— Start STORED RECORDS —

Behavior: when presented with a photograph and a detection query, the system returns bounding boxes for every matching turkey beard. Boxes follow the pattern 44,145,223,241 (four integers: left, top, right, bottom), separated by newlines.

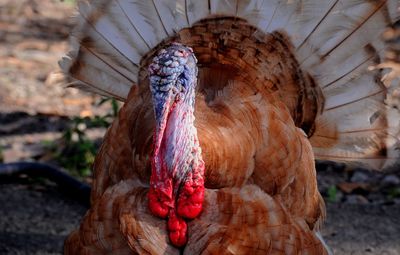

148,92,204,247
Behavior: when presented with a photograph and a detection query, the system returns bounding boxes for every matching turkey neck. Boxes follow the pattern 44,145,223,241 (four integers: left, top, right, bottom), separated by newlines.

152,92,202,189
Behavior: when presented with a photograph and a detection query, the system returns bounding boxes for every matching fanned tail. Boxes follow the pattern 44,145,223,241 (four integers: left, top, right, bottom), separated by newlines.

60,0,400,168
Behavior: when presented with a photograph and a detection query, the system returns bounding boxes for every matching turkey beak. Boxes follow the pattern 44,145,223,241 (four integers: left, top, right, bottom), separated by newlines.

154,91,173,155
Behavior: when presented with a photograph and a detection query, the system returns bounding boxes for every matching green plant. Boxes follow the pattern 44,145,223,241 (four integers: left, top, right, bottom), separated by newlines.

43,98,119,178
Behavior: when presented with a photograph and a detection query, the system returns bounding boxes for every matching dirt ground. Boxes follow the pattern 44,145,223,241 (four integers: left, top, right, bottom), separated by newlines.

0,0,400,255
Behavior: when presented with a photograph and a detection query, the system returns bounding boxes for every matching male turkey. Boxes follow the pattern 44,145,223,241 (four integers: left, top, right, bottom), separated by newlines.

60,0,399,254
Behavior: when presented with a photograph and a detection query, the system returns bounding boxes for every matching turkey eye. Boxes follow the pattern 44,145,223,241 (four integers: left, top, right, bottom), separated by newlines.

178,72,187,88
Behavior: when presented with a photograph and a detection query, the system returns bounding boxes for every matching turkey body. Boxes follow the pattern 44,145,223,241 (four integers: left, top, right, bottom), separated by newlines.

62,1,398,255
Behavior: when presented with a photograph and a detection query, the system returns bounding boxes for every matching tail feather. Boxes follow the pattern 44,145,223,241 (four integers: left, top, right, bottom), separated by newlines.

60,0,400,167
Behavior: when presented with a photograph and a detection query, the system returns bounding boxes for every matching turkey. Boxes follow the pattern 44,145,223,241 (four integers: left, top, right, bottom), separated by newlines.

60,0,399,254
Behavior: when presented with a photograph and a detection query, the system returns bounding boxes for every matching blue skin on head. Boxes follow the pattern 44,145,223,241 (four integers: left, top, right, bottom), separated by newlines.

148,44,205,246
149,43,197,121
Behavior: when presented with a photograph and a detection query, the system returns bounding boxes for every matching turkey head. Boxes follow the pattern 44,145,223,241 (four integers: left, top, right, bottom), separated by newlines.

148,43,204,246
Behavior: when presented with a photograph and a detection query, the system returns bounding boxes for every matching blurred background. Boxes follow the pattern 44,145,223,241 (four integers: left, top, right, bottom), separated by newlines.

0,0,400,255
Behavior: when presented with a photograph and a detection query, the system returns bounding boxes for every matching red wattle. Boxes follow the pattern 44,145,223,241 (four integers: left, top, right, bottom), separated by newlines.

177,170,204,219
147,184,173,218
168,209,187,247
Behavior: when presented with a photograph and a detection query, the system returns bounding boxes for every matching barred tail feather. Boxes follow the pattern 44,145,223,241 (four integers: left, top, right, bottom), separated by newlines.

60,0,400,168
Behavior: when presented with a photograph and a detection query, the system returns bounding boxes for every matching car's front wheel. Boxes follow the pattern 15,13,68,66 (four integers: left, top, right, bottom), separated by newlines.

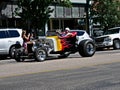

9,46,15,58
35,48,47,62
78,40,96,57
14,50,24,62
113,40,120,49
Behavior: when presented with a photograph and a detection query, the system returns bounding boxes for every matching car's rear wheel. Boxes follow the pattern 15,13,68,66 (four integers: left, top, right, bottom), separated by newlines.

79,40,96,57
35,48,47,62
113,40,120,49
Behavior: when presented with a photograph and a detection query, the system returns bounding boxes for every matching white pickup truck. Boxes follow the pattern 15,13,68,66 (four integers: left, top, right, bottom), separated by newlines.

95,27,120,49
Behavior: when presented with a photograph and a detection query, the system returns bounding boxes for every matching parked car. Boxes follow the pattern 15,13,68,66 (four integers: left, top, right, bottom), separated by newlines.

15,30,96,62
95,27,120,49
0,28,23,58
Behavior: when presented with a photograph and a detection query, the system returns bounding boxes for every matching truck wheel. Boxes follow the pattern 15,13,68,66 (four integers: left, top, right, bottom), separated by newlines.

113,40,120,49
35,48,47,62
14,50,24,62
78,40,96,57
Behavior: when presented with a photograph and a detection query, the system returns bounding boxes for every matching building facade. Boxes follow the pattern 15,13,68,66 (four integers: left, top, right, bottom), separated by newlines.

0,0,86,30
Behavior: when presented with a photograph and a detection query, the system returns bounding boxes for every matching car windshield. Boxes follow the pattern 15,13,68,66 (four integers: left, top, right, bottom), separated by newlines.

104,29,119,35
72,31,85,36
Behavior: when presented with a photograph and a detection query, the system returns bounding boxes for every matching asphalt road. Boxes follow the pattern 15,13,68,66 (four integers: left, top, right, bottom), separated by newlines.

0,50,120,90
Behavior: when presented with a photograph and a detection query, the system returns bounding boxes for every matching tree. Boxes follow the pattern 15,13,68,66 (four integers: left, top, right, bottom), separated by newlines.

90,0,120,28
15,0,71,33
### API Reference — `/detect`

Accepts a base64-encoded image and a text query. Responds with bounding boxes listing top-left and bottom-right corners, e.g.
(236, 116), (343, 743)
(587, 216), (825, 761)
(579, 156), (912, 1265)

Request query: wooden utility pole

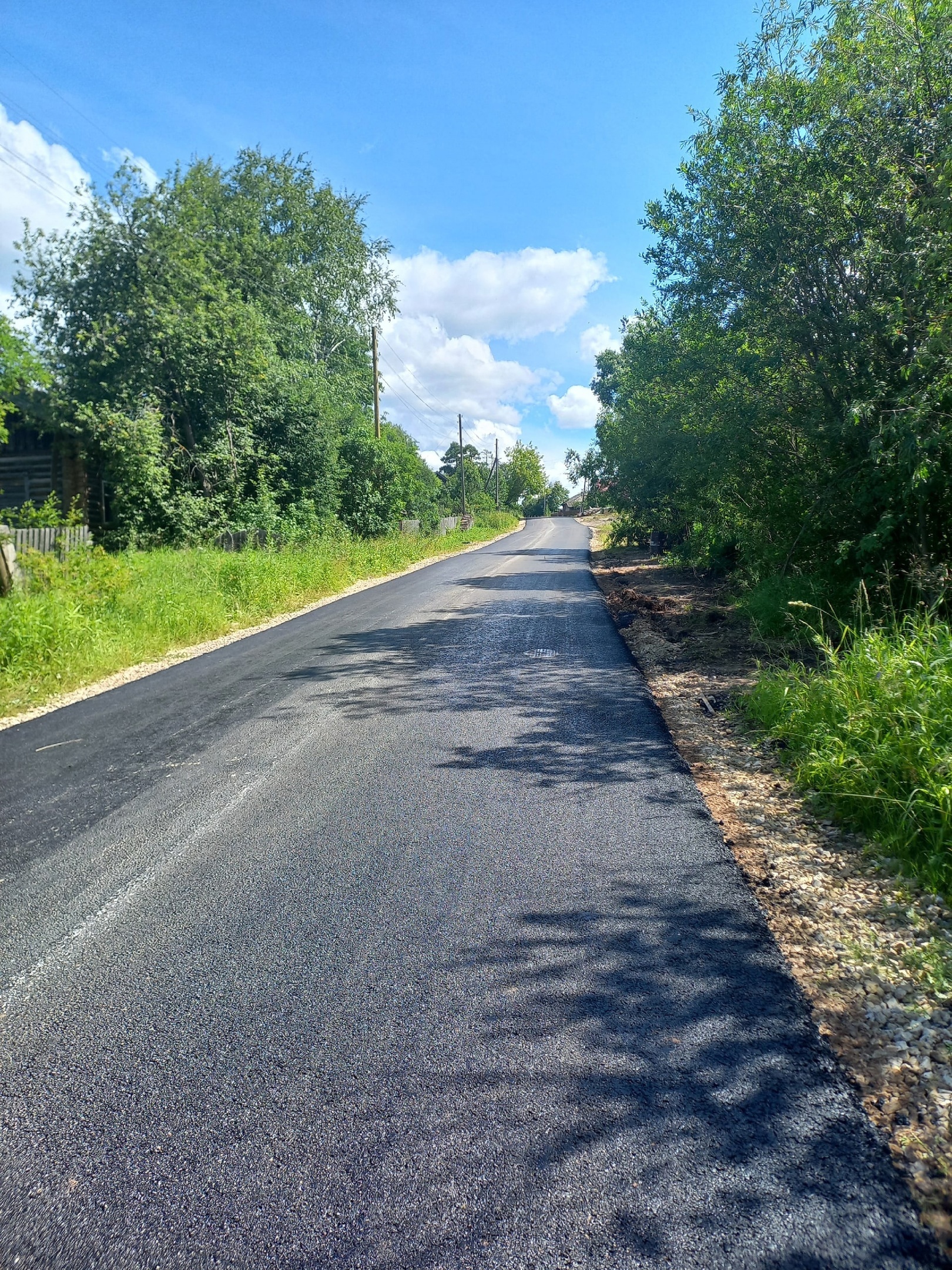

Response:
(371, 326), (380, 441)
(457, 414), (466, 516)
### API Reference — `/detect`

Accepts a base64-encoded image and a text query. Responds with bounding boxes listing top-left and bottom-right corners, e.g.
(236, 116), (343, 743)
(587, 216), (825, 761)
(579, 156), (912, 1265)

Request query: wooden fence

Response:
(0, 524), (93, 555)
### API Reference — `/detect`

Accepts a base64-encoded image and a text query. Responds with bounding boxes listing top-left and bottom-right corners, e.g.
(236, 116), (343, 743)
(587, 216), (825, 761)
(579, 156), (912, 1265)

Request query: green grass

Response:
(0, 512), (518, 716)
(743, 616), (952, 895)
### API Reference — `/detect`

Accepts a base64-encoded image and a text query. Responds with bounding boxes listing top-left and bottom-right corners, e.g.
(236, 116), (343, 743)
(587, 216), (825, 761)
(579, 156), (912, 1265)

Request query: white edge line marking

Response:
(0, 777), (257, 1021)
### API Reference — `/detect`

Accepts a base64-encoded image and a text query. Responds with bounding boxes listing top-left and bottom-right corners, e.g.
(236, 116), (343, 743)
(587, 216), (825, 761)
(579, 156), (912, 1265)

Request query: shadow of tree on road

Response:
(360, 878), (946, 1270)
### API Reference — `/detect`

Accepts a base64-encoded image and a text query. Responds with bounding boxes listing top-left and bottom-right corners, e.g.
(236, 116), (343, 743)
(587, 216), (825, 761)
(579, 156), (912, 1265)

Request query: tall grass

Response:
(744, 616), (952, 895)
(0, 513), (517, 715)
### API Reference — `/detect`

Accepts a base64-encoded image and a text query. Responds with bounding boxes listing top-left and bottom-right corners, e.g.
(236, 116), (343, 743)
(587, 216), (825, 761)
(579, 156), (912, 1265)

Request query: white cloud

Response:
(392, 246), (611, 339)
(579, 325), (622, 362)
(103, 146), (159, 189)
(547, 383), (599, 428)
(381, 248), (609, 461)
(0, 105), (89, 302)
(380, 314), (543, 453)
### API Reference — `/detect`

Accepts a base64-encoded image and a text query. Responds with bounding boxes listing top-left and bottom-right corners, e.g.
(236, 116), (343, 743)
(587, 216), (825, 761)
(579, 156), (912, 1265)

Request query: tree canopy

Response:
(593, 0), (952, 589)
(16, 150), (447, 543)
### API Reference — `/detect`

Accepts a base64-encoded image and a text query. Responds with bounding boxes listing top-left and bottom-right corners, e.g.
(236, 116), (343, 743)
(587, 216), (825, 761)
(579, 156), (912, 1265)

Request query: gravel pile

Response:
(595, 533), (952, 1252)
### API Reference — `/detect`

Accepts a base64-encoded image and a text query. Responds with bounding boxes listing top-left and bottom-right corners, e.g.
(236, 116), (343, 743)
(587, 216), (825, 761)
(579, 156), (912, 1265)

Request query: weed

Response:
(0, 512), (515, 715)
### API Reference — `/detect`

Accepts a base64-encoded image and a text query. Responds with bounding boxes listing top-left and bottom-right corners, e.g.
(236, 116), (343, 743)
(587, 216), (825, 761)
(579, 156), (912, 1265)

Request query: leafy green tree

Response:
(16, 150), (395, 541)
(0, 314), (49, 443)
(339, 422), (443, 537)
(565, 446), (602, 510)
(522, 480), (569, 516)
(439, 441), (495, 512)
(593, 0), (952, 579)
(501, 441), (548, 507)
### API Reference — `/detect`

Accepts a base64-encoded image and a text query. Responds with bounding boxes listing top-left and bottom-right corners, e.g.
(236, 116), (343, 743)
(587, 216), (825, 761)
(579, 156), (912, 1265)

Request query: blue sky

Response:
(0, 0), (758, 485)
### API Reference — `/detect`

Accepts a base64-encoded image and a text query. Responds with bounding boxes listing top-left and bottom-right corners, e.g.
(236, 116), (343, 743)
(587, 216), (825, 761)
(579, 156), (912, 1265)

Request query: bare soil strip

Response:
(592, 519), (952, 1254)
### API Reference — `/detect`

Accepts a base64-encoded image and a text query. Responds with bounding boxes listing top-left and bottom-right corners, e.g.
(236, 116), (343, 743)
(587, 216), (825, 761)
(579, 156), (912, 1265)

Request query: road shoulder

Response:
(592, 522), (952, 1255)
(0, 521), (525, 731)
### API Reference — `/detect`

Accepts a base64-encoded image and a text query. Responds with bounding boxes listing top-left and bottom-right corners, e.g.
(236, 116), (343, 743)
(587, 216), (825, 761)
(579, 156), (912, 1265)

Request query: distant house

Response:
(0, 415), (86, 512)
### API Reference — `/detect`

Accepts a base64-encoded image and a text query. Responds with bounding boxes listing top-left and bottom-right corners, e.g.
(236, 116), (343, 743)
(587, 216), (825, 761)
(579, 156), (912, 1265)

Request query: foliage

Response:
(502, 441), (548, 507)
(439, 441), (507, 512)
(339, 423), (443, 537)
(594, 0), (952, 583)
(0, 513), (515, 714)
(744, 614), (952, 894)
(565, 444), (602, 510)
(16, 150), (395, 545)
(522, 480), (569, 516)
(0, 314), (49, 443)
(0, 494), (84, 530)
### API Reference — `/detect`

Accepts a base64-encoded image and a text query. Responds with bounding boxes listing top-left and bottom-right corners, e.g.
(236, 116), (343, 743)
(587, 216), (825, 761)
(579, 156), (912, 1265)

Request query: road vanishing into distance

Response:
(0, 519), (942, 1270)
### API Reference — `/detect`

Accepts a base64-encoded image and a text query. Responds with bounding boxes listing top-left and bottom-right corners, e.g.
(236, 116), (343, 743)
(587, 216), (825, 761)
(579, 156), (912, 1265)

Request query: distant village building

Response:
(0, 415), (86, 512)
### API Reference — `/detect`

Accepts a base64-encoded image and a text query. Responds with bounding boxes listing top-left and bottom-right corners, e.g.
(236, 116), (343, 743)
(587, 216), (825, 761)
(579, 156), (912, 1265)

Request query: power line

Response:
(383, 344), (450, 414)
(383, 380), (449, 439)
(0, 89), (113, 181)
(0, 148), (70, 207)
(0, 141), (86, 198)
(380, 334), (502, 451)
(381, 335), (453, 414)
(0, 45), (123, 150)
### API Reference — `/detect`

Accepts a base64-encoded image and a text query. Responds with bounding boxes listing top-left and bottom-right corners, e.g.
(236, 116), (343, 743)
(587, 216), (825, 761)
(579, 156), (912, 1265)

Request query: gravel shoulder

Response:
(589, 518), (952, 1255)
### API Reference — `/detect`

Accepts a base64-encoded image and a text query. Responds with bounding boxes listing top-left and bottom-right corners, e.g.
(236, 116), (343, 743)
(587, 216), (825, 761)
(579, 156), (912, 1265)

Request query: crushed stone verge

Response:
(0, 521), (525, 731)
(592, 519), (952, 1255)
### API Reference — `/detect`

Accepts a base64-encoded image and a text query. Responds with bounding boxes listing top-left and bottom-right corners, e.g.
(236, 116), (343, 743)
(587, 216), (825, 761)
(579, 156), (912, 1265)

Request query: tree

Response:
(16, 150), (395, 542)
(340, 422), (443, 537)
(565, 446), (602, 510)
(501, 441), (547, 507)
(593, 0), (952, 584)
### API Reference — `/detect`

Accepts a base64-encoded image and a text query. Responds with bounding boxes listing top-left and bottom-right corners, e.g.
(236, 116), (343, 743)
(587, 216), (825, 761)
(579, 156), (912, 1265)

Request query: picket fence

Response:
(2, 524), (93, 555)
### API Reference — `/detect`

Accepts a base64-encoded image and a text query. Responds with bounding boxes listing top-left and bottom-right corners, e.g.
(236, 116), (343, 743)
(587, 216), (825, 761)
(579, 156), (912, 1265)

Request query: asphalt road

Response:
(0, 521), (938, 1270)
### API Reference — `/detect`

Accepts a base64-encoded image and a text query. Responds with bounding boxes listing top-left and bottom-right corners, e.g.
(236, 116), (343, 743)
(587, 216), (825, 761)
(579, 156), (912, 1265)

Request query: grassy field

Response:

— End STORED RECORDS —

**GIVEN REQUEST**
Starting at the line that contains "every matching barred" and stopping after the line that contains "72,31,85,36", rewrite those lines of the records with "detection query" changed to "search query" and nothing else altered, leaving out the pictures.

**PROBLEM SOLUTION**
Behavior: when presented with a photograph and a search query, the system returns bounding boxes for every matching barred tail feather. Boxes follow the pattern 44,145,223,241 (four integers: left, top, right, bottom), separated by newlines.

60,0,400,168
Behavior: when presented with a photograph and a search query, the system returns bounding boxes for every matching car's front wheel. Boxes follow the pattern 15,13,68,66 (four integers: left, top, right, bottom), separated by newlines.


9,46,15,58
35,48,47,62
78,40,96,57
14,50,24,62
113,40,120,49
Behavior: when presented with a photograph and a search query, the system returns bounding boxes for every matching car's rear wheel. Boxes follow the pattern 15,13,68,66 (four integers: left, top, right, bottom), separated by newlines.

79,40,96,57
35,48,47,62
113,40,120,49
Behavior: when presented with a photograph and a search query, the system returns bounding boxes for every matching white pickup truck. Boxes follow the pattern 15,13,68,66 (four integers: left, top, right, bottom), separated by newlines.

95,27,120,49
Behavior: when presented with a photograph and a search query, the system returns bounding boxes for every matching parked car. Boxes follow the pattern 15,13,68,66 (four integers: left, top, right, bottom), separated by newlines.

15,30,96,62
95,27,120,49
0,28,23,58
Behavior: when presented with a photograph and a search query, the system returns bounding boxes for every matching truck wheel. Boxes follow the pattern 15,13,68,66 (four integers: left, top, right, bottom), separated by newlines.

113,40,120,49
35,48,47,62
14,50,24,62
78,40,96,57
Behavior: when presented with a photograph and a search query, the system returns bounding boxes for every matching building facade. Boxes follow the pattern 15,13,68,66 (four integers: left, top, right, bottom), separated by newlines.

0,0,86,30
Behavior: when presented with a photograph and a search query, the system returns bounding boxes for every matching car windshield. Boxes follow the pattern 15,13,68,66 (four integers: left, top, right, bottom), separated by newlines.

104,29,119,35
72,31,85,36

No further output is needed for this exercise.